Return exactly the lines of the records below, starting at the line that contains "Extract grey shirt" and ending at the line that contains "Extract eyelash from", with both of those lines kept.

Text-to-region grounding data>
★ ★ ★ ★ ★
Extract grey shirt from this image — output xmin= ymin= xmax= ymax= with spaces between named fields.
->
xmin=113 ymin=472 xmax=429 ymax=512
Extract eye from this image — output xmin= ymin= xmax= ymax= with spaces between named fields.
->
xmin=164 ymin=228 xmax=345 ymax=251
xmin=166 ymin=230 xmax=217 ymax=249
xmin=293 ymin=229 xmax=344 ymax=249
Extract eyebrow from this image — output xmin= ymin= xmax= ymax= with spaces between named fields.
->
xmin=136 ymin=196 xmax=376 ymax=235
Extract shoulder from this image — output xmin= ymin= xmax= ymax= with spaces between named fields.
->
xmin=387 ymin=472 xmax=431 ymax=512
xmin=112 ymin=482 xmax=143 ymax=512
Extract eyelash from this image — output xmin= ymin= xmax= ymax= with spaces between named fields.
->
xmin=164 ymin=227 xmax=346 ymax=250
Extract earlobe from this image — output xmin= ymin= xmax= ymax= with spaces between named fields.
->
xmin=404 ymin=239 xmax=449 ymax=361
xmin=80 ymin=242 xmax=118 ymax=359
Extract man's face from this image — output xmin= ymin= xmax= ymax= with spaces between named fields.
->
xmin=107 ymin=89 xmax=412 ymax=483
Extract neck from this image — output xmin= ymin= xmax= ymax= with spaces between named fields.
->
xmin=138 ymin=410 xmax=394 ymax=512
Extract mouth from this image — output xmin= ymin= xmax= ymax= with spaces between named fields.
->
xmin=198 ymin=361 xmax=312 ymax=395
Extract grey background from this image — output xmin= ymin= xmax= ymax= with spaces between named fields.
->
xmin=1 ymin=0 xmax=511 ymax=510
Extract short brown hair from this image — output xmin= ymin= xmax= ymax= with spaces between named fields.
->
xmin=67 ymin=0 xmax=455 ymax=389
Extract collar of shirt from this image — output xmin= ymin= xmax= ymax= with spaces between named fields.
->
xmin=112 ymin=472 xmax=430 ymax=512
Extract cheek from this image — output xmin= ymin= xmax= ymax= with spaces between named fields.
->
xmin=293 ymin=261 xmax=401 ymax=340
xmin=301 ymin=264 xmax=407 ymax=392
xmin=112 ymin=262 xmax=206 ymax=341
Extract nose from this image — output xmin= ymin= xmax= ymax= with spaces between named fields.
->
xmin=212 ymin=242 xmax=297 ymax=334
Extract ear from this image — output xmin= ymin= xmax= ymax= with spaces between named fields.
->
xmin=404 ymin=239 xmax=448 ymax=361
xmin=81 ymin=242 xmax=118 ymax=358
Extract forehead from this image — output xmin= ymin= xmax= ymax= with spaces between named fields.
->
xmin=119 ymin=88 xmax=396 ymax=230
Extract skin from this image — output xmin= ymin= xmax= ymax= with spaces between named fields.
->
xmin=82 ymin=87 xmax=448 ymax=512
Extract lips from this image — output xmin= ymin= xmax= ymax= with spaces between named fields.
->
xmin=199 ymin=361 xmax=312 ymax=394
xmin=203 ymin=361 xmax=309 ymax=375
★ ★ ★ ★ ★
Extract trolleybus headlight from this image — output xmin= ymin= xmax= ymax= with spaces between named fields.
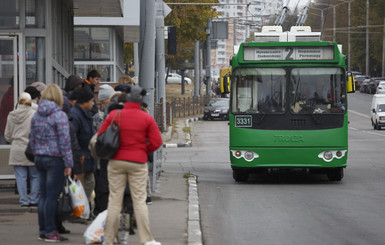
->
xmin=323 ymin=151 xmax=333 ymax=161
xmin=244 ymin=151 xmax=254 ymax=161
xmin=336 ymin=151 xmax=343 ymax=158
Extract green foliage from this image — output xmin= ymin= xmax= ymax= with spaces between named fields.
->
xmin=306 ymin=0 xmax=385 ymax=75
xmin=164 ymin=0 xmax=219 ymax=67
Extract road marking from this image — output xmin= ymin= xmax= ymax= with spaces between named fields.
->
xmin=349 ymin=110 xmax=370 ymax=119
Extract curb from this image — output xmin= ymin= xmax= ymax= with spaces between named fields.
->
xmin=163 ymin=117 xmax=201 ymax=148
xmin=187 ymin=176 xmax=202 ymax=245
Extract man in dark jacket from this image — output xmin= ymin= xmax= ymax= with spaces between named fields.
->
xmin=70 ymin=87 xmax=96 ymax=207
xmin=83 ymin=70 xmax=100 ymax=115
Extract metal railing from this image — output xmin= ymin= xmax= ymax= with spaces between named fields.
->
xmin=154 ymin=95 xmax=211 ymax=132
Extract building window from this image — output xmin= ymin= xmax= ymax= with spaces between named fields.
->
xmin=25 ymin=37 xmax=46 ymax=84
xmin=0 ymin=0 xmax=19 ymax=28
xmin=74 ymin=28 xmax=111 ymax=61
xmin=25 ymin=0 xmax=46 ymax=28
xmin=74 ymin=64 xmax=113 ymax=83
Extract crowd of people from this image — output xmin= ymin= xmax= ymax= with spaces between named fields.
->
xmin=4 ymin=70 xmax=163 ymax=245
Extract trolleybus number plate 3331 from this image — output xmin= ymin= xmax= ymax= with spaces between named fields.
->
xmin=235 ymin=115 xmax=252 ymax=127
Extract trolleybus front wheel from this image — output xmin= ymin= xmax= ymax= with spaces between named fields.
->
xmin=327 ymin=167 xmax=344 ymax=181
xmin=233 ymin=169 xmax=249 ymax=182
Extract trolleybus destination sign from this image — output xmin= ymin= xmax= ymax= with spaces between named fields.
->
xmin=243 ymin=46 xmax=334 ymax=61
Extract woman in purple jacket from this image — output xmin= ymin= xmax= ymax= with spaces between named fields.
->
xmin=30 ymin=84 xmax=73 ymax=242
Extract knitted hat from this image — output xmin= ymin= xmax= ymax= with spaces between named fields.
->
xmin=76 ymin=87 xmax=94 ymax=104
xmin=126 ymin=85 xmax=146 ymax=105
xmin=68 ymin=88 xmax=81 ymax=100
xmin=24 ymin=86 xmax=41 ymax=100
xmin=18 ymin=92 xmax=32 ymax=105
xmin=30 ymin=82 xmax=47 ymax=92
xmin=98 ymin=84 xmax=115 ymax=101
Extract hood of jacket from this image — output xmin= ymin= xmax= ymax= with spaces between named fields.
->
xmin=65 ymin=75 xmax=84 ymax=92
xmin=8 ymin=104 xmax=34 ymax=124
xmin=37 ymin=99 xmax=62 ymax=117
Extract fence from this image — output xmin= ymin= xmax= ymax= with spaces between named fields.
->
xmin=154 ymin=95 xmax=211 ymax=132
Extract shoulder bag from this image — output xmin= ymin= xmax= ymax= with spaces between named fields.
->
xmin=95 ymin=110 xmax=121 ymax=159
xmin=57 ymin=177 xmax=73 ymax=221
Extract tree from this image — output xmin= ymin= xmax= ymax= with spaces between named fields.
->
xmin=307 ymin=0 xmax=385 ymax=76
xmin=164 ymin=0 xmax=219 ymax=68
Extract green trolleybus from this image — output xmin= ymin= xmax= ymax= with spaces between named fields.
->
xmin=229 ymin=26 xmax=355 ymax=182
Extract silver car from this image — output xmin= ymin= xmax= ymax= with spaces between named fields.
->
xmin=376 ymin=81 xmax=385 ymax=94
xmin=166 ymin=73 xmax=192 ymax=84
★ ★ ★ ★ ★
RESULT FOR THIS TASK>
Extract grey shirt from this image — output xmin= ymin= xmax= ymax= with spaces between named fields.
->
xmin=113 ymin=472 xmax=429 ymax=512
Extract eye from this image — output xmin= ymin= xmax= ymax= with spaces between named fields.
->
xmin=164 ymin=228 xmax=345 ymax=251
xmin=166 ymin=230 xmax=217 ymax=249
xmin=293 ymin=229 xmax=344 ymax=249
Extract eyebrow from this image — output xmin= ymin= xmax= ymax= with spaces between named fields.
->
xmin=136 ymin=196 xmax=376 ymax=235
Extract shoulder from this image — output xmin= ymin= xmax= ymax= with spaces between named fields.
->
xmin=387 ymin=472 xmax=431 ymax=512
xmin=112 ymin=482 xmax=143 ymax=512
Extract eyelash from this image — output xmin= ymin= xmax= ymax= with spaces between named fields.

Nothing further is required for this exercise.